[[ TEXT BLOCK, beginning ]]

English: Schematic sketch showing the transport types at the blood-brain barrier. Deutsch: Schematische Darstellung der Transportmechanismen an der Blut-Hirn-Schranke. Français : Schéma des types de transport à travers la barrière hémato-encéphalique (Photo credit: Wikipedia)

Larry H Bernstein, MD
Reporter

Provided without comment.  Quite interesting.

novel protease resistant peptide shuttles able to cross the blood-brain barrier (BBB) by binding to a specific brain receptor

Description

A Catalan Research Institute based in Barcelona (Spain) has identified novel protease resistant peptide shuttles able to cross the blood-brain barrier (BBB) by binding to a specific brain receptor. These shuttles are a powerful alternative to carry a wide variety of small and large molecules as cargos. This represents a novel opportunity to develop new delivery carriers able to cross actively a range of biological barriers.

New and innovative aspects

These compounds are novel drug delivery carriers that provide a non-invasive, non-antigenic, stable and receptor-specific way to transport drugs across the Blood-Brain Barrier and into the Central Nervous System.

These compounds show high permeability, biocompatibility, good solubility in water and resistance to proteases.

Specifications

The treatment of most neurological disorders has not been fully addressed mainly because of the neuroprotective role of the blood-brain barrier (BBB) that hinders the delivery of many diagnostic and therapeutic agents into the brain. Consequently, therapeutic molecules and genes that might otherwise be effective in diagnosis and therapy do not cross the BBB in adequate amounts: 98% of compounds smaller than 400Da and 100% of larger ones do not reach further drug development stages.

Most central nervous system (CNS) diseases, however, are complex disorders with difficult molecular targets that require larger, safer and more selective drugs. As a result, brain tumors, neurodegenerative diseases such as Parkinson’s and Alzheimer’s, and central nervous system (CNS) diseases such as schizophrenia are not successfully treated. Therefore, finding an efficient CNS delivery system is one of the major challenges in neurological treatment and one our technology can potentially overcome.

One of the best approaches for drug delivery to the brain is the use of endogenous transport mechanisms, such as receptor-mediated transcystosis. Peptides are biocompatible molecules able to transport cargos (i.e. therapeutic compounds) to specific tissues such as the brain. However, one of the main limitations of peptides as therapeutic agents is their low stability in plasma.

[[ TEXT BLOCK, end ]]

> WHAT NEEDS TO BE DONE: Pick up the text on peptide shuttles for crossing the blood-brain barrier after its final sentence and continue it.

[[ DATA SEGMENT, beginning ]]

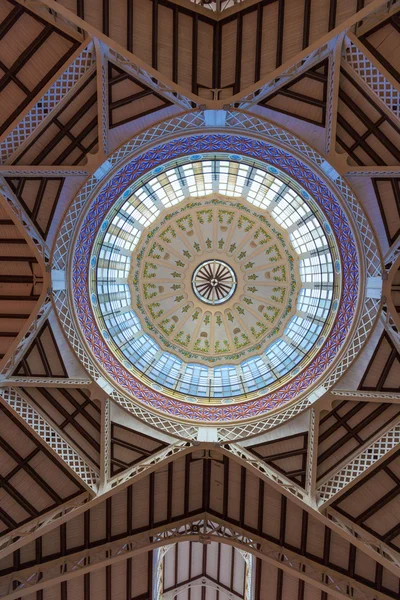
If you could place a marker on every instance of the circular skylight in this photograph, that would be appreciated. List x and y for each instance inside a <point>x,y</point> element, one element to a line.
<point>277,311</point>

[[ DATA SEGMENT, end ]]

> WRITTEN REPLY:
The use of non-natural amino acids in peptidic sequences can circumvent this problem because they are resistant to human serum proteases. Using this approach, we obtained several modified peptides. Two of them were selected based on their protease resistance and transport capacity across the blood-brain barrier, using a specific endogenous receptor. Both peptides showed enhanced membrane permeability in vitro in comparison to standard peptides and even greater stability in plasma (over 24h).

Main advantages of its use

Novel delivery technology that provides a non-invasive, non-antigenic, permeable, stable, soluble and receptor-specific way to transport drugs across the BBB and into the CNS.

This technology may ultimately allow the delivery of therapeutic agents, even large ones, across the BBB and other biological barriers, thus increasing the effectiveness of existing or new drugs.

Potential of application in a wide number of fields and in transport through various biological barriers.

Applications

Biotechnological and Pharmaceutical companies specialized in drug discovery, drug delivery, neurological disorders, tools to cross the Blood-brain barrier. The final aim is to increase the efficiency of existing molecules for the treatment of neurological disorders.

Molecule and treatment design, drug manufacture, treatment of neurological disorders, drug delivery across the blood-brain barrier (BBB).

Intellectual property status

This invention is protected by a priority application in Spain and we plan to apply for a PCT in due time.